Description of the task - Wherever "white" occurs in the entries, copy the line that holds it.

Data to process -
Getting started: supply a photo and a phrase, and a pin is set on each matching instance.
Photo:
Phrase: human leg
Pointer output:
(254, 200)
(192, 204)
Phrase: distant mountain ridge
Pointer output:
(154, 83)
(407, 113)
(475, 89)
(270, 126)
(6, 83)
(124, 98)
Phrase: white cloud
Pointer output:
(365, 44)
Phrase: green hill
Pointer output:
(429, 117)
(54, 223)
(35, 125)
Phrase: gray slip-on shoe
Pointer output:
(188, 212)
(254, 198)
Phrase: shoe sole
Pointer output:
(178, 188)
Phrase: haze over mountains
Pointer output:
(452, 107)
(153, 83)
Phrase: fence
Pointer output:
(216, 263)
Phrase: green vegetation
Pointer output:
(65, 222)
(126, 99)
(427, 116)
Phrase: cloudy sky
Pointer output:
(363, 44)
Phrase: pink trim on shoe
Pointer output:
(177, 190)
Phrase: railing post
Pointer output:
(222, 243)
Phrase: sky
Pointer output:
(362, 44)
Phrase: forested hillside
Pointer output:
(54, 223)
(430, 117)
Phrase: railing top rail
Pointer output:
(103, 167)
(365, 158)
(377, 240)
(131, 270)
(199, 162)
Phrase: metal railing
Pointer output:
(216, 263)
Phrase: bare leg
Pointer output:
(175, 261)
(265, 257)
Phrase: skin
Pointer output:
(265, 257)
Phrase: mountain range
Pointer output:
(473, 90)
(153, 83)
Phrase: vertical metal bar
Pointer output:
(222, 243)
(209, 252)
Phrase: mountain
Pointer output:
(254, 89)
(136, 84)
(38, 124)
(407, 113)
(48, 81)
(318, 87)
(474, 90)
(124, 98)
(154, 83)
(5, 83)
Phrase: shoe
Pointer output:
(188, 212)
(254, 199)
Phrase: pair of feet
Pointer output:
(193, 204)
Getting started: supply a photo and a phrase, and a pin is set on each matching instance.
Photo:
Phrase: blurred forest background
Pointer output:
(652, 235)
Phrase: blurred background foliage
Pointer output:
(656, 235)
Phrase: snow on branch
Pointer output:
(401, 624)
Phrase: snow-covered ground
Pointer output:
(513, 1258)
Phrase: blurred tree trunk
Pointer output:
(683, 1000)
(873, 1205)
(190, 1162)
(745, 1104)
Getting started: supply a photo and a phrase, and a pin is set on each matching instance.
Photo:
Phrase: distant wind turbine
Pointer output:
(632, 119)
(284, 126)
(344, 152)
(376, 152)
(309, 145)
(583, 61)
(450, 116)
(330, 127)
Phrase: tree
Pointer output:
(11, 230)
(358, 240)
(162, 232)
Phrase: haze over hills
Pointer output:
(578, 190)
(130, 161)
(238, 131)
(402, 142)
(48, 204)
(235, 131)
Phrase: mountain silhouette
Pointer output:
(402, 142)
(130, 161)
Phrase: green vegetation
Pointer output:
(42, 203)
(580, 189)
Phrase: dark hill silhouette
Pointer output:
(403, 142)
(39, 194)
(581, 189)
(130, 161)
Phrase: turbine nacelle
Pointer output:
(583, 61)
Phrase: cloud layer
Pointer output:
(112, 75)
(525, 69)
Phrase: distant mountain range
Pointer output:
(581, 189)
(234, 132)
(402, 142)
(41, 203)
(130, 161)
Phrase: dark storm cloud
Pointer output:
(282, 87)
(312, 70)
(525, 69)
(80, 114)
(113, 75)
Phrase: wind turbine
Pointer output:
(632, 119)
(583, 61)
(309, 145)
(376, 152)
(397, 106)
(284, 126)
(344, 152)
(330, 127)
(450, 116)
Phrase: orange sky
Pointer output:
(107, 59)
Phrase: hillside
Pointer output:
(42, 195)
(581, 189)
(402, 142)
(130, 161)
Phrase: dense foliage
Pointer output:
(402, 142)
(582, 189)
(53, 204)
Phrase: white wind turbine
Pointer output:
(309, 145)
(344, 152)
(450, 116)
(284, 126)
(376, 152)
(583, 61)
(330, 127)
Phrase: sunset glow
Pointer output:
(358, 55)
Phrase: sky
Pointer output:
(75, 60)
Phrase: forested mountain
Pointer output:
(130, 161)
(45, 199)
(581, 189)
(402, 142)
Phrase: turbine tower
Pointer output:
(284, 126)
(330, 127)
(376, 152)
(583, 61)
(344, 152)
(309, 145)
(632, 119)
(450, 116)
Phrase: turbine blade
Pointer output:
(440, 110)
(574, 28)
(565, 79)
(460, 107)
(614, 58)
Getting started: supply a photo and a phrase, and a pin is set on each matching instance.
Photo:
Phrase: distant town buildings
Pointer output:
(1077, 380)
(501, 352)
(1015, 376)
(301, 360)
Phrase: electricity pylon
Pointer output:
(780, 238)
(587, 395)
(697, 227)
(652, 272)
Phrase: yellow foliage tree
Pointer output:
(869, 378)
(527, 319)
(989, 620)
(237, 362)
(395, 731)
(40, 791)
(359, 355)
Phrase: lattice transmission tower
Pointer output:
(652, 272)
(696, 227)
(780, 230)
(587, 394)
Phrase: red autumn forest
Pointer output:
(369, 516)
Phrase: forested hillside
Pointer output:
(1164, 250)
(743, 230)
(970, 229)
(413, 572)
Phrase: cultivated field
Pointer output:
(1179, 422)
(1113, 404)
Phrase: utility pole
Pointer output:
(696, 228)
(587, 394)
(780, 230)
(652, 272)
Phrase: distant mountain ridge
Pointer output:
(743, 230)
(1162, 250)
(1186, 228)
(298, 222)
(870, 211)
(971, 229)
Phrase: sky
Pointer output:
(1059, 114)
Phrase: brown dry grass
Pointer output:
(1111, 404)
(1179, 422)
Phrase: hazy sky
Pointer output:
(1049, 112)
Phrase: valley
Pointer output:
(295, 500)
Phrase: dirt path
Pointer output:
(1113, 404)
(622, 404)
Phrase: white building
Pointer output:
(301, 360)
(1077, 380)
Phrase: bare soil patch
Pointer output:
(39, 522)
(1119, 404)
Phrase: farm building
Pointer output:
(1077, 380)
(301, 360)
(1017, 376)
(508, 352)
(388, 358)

Answer box -
Phrase: white cloud
Phrase: white wind turbine
Phrase: white building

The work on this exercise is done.